* [Data in this exercise]:

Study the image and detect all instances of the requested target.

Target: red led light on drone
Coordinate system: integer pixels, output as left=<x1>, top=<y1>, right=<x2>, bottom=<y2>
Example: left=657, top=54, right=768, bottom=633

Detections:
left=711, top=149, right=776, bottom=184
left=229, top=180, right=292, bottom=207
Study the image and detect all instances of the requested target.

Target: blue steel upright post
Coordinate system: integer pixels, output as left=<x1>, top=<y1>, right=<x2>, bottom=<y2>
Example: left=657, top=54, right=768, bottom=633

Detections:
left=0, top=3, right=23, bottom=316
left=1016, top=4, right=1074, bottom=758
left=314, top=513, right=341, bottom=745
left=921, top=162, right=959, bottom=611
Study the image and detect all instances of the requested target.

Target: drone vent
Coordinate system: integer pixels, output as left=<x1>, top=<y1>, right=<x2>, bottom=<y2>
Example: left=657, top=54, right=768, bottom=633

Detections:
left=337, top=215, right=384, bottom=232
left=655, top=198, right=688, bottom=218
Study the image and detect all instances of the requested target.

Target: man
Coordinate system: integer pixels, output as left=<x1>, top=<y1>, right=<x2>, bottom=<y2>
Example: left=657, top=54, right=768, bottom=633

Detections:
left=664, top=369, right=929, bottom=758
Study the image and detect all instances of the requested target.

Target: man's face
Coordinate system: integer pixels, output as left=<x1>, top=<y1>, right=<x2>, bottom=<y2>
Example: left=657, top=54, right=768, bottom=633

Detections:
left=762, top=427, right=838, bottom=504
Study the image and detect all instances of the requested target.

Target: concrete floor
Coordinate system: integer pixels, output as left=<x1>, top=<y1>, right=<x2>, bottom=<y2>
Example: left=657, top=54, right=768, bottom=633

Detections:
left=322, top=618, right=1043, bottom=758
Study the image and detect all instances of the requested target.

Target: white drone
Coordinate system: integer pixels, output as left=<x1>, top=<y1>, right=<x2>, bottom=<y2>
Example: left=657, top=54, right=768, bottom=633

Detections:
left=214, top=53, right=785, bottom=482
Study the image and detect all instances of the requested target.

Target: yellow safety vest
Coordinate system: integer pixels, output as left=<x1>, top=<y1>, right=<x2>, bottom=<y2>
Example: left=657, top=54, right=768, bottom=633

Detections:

* [Goal of the exercise]: Quote all of the rows above verbatim, reproducing every line in its original order.

* [Written answer]:
Study the image and detect all instances of the requested target.

Target: red led light on drone
Coordinate system: integer pixels, output as left=<x1>, top=<y1>, right=<x2>, bottom=<y2>
Example: left=657, top=54, right=768, bottom=633

Detections:
left=711, top=149, right=776, bottom=184
left=229, top=180, right=292, bottom=207
Study the image and detect all instances of the requested target.

Target: blue steel upright post
Coordinate system: integer pixels, output as left=<x1>, top=<y1>, right=<x2>, bottom=<y2>
Example: left=657, top=54, right=768, bottom=633

Detections:
left=0, top=3, right=23, bottom=316
left=1016, top=4, right=1074, bottom=758
left=314, top=513, right=341, bottom=745
left=921, top=162, right=959, bottom=611
Study the image and detect all instances of the requested target.

Target: drone vent
Coordinate system: integer pixels, output as left=<x1>, top=<y1>, right=<x2>, bottom=<y2>
Example: left=657, top=54, right=768, bottom=633

Detections:
left=337, top=215, right=384, bottom=232
left=655, top=198, right=688, bottom=218
Study the image and detect all instances of the requested target.

Target: man
Coordinate system: integer pixels, output as left=<x1>, top=<y1>, right=<x2>, bottom=<y2>
Example: left=657, top=54, right=768, bottom=633

Detections:
left=664, top=369, right=929, bottom=758
Study the image and detect all instances of the requested target.

Target: man's face
Coordinate system: integer pixels, output as left=<x1>, top=<y1>, right=<x2>, bottom=<y2>
Example: left=657, top=54, right=768, bottom=633

Detections:
left=762, top=427, right=838, bottom=504
Study the image and detect all instances of the requested target.

Target: concrete floor
Coordinate system: integer pixels, output as left=<x1>, top=<y1>, right=<x2>, bottom=<y2>
Example: left=657, top=54, right=768, bottom=633

Detections:
left=322, top=618, right=1043, bottom=758
Study the image and detect all instances of the requested target.

Target: white drone
Coordinate system: integer pixels, output as left=<x1>, top=<y1>, right=<x2>, bottom=<y2>
Example: left=657, top=54, right=768, bottom=633

Detections:
left=214, top=53, right=785, bottom=482
Study the image and detect all instances of the requested target.

Target: yellow safety vest
Coordinate system: integer pixels, output as left=<x1>, top=<y1>, right=<x2>, bottom=<y2>
Example: left=657, top=54, right=768, bottom=633

Detections:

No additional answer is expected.